> DIRECTIONS FOR THIS TASK
Retype every entry exactly, character for character.

> ENTRIES SHOWN
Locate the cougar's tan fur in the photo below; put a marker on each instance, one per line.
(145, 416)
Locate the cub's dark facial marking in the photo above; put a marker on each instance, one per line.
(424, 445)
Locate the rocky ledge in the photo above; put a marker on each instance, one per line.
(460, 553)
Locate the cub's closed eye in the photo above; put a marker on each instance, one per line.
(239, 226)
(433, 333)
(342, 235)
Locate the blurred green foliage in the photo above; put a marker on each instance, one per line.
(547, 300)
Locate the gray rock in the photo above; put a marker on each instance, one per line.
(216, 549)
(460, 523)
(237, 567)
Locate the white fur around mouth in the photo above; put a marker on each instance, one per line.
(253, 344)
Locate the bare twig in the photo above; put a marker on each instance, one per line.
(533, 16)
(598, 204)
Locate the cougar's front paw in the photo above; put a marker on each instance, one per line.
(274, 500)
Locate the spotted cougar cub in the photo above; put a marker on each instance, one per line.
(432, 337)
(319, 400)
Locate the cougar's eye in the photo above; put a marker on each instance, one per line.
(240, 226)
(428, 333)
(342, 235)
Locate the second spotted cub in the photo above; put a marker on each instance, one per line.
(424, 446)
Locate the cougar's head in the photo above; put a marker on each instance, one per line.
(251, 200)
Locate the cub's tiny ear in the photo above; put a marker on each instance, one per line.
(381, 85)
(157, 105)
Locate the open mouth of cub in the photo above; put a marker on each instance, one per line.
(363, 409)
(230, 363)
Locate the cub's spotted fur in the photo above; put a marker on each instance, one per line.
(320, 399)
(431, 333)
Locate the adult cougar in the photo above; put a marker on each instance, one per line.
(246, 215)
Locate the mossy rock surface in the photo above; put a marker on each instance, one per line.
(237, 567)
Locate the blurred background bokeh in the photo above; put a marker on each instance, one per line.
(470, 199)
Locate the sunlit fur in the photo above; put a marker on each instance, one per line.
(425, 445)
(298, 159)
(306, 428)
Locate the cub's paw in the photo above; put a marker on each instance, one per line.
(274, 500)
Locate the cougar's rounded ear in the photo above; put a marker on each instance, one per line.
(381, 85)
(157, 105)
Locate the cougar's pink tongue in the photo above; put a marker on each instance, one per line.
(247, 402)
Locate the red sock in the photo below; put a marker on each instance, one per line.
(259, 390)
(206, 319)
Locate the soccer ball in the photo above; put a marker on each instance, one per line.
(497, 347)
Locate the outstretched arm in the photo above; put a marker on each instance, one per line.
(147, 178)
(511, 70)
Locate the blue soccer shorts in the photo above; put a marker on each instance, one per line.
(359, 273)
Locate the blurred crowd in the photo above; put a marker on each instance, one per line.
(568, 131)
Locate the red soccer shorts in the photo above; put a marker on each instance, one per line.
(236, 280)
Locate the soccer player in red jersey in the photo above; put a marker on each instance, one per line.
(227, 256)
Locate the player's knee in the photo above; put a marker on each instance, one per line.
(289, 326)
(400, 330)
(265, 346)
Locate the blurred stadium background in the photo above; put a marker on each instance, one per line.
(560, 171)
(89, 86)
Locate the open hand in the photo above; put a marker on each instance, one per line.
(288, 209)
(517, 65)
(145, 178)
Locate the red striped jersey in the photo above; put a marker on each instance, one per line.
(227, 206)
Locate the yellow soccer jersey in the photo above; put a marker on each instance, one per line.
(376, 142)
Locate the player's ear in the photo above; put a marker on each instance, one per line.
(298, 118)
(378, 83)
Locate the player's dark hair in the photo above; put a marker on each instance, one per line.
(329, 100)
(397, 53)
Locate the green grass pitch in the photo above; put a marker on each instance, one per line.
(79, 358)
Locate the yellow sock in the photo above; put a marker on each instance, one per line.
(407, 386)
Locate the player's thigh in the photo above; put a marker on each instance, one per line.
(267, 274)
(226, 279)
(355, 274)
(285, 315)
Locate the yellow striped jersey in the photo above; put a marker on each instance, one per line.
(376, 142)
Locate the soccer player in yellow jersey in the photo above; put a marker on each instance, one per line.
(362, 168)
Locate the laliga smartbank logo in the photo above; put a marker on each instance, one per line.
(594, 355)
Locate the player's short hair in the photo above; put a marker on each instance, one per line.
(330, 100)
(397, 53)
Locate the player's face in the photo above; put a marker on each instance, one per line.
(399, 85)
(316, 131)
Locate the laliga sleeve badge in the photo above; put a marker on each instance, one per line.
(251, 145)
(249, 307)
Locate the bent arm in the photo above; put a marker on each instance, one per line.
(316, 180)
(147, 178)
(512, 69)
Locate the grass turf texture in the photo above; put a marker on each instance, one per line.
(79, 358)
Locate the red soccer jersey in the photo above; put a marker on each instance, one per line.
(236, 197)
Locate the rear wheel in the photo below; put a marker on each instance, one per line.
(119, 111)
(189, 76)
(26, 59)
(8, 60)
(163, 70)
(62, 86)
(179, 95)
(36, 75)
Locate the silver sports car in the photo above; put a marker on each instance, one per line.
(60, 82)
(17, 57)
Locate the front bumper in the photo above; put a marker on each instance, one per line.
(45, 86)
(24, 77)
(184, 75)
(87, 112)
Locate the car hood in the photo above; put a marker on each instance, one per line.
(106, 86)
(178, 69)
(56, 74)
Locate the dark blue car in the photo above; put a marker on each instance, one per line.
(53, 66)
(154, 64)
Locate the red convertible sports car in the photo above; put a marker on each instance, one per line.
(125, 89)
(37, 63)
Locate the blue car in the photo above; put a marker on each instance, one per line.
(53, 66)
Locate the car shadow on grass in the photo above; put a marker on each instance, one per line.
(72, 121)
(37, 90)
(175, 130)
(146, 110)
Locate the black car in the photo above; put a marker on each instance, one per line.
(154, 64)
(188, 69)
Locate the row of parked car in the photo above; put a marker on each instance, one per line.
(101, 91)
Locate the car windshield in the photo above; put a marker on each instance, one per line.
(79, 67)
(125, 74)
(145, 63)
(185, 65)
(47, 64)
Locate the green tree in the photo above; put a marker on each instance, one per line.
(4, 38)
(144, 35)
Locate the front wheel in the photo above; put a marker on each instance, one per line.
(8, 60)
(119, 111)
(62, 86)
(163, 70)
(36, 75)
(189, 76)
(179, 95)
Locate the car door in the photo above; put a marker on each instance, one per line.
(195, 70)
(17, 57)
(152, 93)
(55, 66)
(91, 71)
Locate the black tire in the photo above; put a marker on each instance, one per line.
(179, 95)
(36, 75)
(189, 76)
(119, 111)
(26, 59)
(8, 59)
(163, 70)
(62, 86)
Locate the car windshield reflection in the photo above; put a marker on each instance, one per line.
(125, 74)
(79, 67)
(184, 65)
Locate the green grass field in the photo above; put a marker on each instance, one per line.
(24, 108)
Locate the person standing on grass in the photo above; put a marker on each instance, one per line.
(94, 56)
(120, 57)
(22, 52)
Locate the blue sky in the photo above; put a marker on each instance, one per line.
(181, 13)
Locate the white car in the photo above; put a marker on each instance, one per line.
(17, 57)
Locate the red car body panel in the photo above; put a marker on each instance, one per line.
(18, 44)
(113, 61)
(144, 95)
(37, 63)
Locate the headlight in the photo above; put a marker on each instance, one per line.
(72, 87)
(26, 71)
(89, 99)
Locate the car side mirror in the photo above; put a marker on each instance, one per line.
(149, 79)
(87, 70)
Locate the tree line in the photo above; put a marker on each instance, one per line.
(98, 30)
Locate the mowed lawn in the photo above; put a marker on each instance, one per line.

> FINAL ANSWER
Locate the cougar's tan fur in the photo below; put a marker on each instance, one per line.
(145, 416)
Locate the cub's dark facial marking in the photo above; put a marker on each instance, one per line.
(424, 445)
Locate the rocky ledge in the photo above; put a marker on each instance, one per line.
(460, 553)
Locate the cub's closed eye in the photo above; put a marker on each instance, one per line.
(239, 226)
(433, 333)
(342, 235)
Locate the blurred green foliage in the photo above; put a marker on each instance, one per line.
(547, 300)
Locate the gray rock in the photo above; put a marker on each instance, one per line.
(216, 549)
(460, 523)
(237, 567)
Locate the white fur around mouth in the photo above; put a marker on each instance, one per line.
(253, 344)
Locate the bare twig in the photo above; put a marker on each instance, one per line.
(533, 16)
(598, 204)
Locate the cougar's front paw in the photo above; put a marker on each instance, one per line.
(274, 500)
Locate the spotted cougar cub in the photo above; put a marker on each instance, one per line.
(432, 337)
(319, 400)
Locate the cougar's eye in the photo above; put a marker on each instance, one per line.
(240, 226)
(428, 333)
(342, 235)
Locate the second spotted cub in the photo above; put a marker on each instance, one per line.
(424, 446)
Locate the cougar's head in the photo above; put a marker on each instance, one per line.
(251, 200)
Locate the cub's tiny ear in the photo above; put a marker on each instance, one per line.
(381, 85)
(157, 105)
Locate the open mouth of cub in the photo above; put a marker on each instance, one per line.
(363, 409)
(230, 363)
Locate the cub's spotted fur in the photo above; put a marker on each instance, one per line.
(320, 399)
(431, 333)
Locate the adult cougar in the photo above; put a marker on each instance, one per line.
(246, 215)
Locate the mossy rock surface in the photo above; put a marker on each instance, one per line.
(237, 567)
Locate the blurred background bokeh in the photo above; put a marker on each instance, one per line.
(470, 199)
Locate the sunlit fur in the photo above; put a marker on each instance, one per line.
(425, 445)
(298, 159)
(306, 428)
Locate the cub's paw in the photo above; put a marker on each instance, one per line.
(274, 500)
Locate the cougar's rounded ear in the photo above; put a marker on each instance, one per line.
(381, 85)
(157, 105)
Locate the cougar's pink tongue in the photo above; put a marker on each instance, one per line.
(247, 402)
Locate the red sock in the photo below; put a marker on each instance, one per line.
(259, 390)
(206, 319)
Locate the soccer ball in the photo above; put a marker on each instance, one per line.
(497, 347)
Locate the outstretched arm in the photo above; put a marker on each instance, one per line.
(147, 178)
(511, 70)
Locate the blue soccer shorts in the photo above; put a marker on each instance, one per line.
(359, 273)
Locate the blurred crowd in the photo above; put a marker on each instance, one per line.
(568, 131)
Locate the red soccer shorts in the photo above; put a marker on each instance, one per line.
(236, 280)
Locate the soccer player in red jersey in the photo above; put a marker on each instance, one per line.
(227, 256)
Locate the player's knee in the photo above; put a marker on each instance, one per line.
(289, 326)
(400, 330)
(265, 346)
Locate the blurred stadium background in the photo above; put a marker on each instance, one per line.
(560, 171)
(89, 86)
Locate the open hand in the photo above; put a marker on each instance, one per line.
(288, 209)
(517, 65)
(145, 178)
Locate the red striped jersey in the photo above; put a marker on each instance, one per line.
(227, 206)
Locate the yellow soccer jersey in the photo above; put a marker on each instance, one per line.
(376, 142)
Locate the player's ear in the photo above; put a marker on each instance, one per line.
(298, 118)
(378, 83)
Locate the player's dark hair in the photo above; put a marker on each instance, one per line.
(329, 100)
(397, 53)
Locate the green grass pitch in the photo above; put a marker on each instance, one per line.
(79, 358)
Locate the yellow sock in the photo above; put a marker on each instance, one per line.
(407, 386)
Locate the player's thigh in the photo above; put a marker on each instance, one per line.
(267, 274)
(226, 279)
(355, 274)
(285, 315)
Locate the yellow striped jersey in the photo above; put a marker on each instance, one per line.
(376, 142)
Locate the soccer player in yellow jersey in the photo above; put a marker on each instance, one per line.
(362, 168)
Locate the laliga smartbank logo in the photo above; put a marker on each instance, one per line.
(594, 355)
Locate the player's short hair in the photo above; put a marker on each instance, one per line.
(330, 100)
(397, 53)
Locate the player's face in the photo above; put a marker on each instance, one per line.
(399, 85)
(316, 131)
Locate the laliga sleeve badge in the photo above; put a marker on each instance, one per line.
(251, 145)
(249, 307)
Locate the bent arm in the photo above; put a marker on each instance, one per line.
(316, 180)
(147, 178)
(512, 69)
Locate the grass turf texture in the photo above; put a marker on each instance, one per line.
(79, 358)
Locate the red soccer jersey in the photo above; put a marker on each instance, one per line.
(236, 197)
Locate the rear wheel in the photo below; put a marker on each instance, one per line.
(119, 111)
(189, 76)
(26, 59)
(8, 60)
(163, 70)
(62, 86)
(179, 95)
(36, 75)
Locate the silver sports car in the photo above; put a marker on each instance, one per line.
(60, 82)
(17, 57)
Locate the front bumper in the photo above; put a marker on each instance, one per line.
(45, 86)
(24, 77)
(184, 75)
(87, 112)
Locate the car hood in the photo above; put a marker on each instance, one per line.
(106, 86)
(178, 69)
(56, 74)
Locate the dark blue car in the photo above; put a marker on each instance, one per line.
(53, 66)
(154, 64)
Locate the red convertible sports car in the photo above; put a marker on each instance, one per line.
(125, 89)
(37, 63)
Locate the blue car in the photo above; put a marker on each instance, one per line.
(53, 66)
Locate the car shadow on grass in the photo above; put a marker on each instance, one per line.
(72, 121)
(37, 90)
(175, 130)
(146, 110)
Locate the black car in the photo above; put a marker on each instance, one per line.
(154, 64)
(188, 69)
Locate the row of parked car in the photo above; put a marker on each instance, one per line.
(101, 91)
Locate the car windshield in the photo above; put a marker on each instance, one per line.
(79, 67)
(125, 74)
(145, 63)
(185, 65)
(47, 64)
Locate the green tree in the photo above; put a marker on each instance, one per line.
(4, 38)
(144, 35)
Locate the front wheel in the photo above; put a marker on each instance, one per line.
(8, 60)
(119, 111)
(62, 86)
(163, 70)
(36, 75)
(189, 76)
(179, 95)
Locate the car door in the photo above; put a marker on each instance, one per line.
(195, 70)
(17, 57)
(152, 93)
(55, 66)
(91, 71)
Locate the black tire in the photo above; put a marker on each instance, one per line.
(179, 95)
(36, 75)
(189, 76)
(119, 111)
(26, 59)
(8, 59)
(163, 70)
(62, 86)
Locate the car windshield reflection in the photo above; put a marker on each instance, one per line.
(125, 74)
(79, 67)
(184, 65)
Locate the green grass field in the photo above; put a marker on each instance, one per line.
(24, 108)
Locate the person standing on grass in the photo above; put a marker on each instance, one per line.
(94, 56)
(120, 57)
(22, 52)
Locate the blue sky in the photo above; put a marker on each instance, one per line.
(181, 13)
Locate the white car in the photo above; put a marker on each instance, one per line.
(17, 57)
Locate the red car body panel in the photo above; put a marker on each instance, one per line.
(18, 44)
(113, 61)
(144, 95)
(37, 63)
Locate the headlight in the photo above; put a marker on each instance, one per line.
(72, 87)
(26, 71)
(89, 99)
Locate the car side mirror in the photo above; put a marker on each instance, one per line.
(149, 79)
(87, 70)
Locate the tree line in the photo above; put a marker on each instance, one per line.
(98, 30)
Locate the mowed lawn in the photo above; put a marker on each instance, one per line.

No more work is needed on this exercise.